Offering an eclectic mixture of spoken word and dance beats, Audiobooks’ new album Now! (in a minute) speaks to the potential of the band’s future projects.
Given the name Audiobooks you’d perhaps expect a story behind the band’s origins, and they certainly don’t disappoint; the duo, comprised of artist and musician Evangeline Ling and producer, mixer, and studio engineer David Wrench, who’s worked with the likes of Let’s Eat Grandma, Caribou, and Bat For Lashes to name a few. They met at a mutual friend’s party and not long after set to experimenting in the studio putting Ling’s short fragments of stories, saved as text messages in her phone, to sound. And so Audiobooks was born.
Now! (in a minute) offers their full-length debut after a string of enticing singles and their Gothenburg EP, and across the thirteen tracks their combined peculiar and beguiling genius shines through.
Narrating tales of the ridiculous, the humorous, and the sordid, alongside astute observations, the delivery feels part performance art, part sparky, wonky-pop enshrouded in heady distortions. It isn’t surprising that some of the tracks were improvised, as moments on the record effervesce with frenzied, reckless shrieks and chaotic shrill melodies and droning that create these sublimely unsettling atmospheres, constantly catching you unaware.

◆ COMPLETE THE FOLLOWING ◆
**A.** Summarize the review in two sentences.
**B.** Return the passage of the review from "Given the name" up to and including "genius shines through.", copied without any changes.

◆ RAW DATA ◆
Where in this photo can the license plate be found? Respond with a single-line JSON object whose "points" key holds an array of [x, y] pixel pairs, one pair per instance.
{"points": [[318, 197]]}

◆ OUTPUTS IN ORDER ◆
**A.** Audiobooks is a duo of artist and musician Evangeline Ling and producer, mixer, and studio engineer David Wrench, who met at a mutual friend's party and began setting Ling's short story fragments, saved as text messages on her phone, to sound. Their full-length debut, Now! (in a minute), follows a string of singles and their Gothenburg EP and spans thirteen tracks that mix spoken word and dance beats, with partly improvised moments of frenzied shrieks, shrill melodies, and droning that create unsettling atmospheres.

**B.**
Given the name Audiobooks you’d perhaps expect a story behind the band’s origins, and they certainly don’t disappoint; the duo, comprised of artist and musician Evangeline Ling and producer, mixer, and studio engineer David Wrench, who’s worked with the likes of Let’s Eat Grandma, Caribou, and Bat For Lashes to name a few. They met at a mutual friend’s party and not long after set to experimenting in the studio putting Ling’s short fragments of stories, saved as text messages in her phone, to sound. And so Audiobooks was born.
Now! (in a minute) offers their full-length debut after a string of enticing singles and their Gothenburg EP, and across the thirteen tracks their combined peculiar and beguiling genius shines through.